Aim of the exercise - Starting at the first line of the records and ending with the line that contains "160L33 196L66 177L80", put each line into a Markdown table with the columns Row and Line text. Leave out blank lines and include no other lines.

─── Supplied records

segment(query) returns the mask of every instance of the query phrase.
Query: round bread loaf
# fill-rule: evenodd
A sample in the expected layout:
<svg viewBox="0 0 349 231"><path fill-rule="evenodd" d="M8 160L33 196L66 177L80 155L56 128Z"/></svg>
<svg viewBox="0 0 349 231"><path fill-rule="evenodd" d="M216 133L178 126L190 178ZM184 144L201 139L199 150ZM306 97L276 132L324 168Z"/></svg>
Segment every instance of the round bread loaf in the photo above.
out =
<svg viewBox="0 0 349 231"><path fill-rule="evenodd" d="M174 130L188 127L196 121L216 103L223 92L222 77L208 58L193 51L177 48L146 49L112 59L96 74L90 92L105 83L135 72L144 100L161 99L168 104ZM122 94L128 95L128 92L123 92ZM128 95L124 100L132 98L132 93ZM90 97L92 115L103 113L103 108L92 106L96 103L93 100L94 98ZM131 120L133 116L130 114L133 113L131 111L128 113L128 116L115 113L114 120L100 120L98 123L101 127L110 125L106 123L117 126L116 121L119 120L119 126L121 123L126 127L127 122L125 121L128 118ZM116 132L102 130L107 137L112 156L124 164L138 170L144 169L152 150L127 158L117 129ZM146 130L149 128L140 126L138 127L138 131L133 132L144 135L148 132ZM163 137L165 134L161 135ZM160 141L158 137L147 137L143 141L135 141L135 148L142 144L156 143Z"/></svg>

──────

Answer in full -
| Row | Line text |
|---|---|
| 1 | segment(query) returns the mask of every instance of the query phrase. |
| 2 | Query: round bread loaf |
| 3 | # fill-rule: evenodd |
| 4 | A sample in the expected layout: |
| 5 | <svg viewBox="0 0 349 231"><path fill-rule="evenodd" d="M8 160L33 196L66 177L80 155L56 128Z"/></svg> |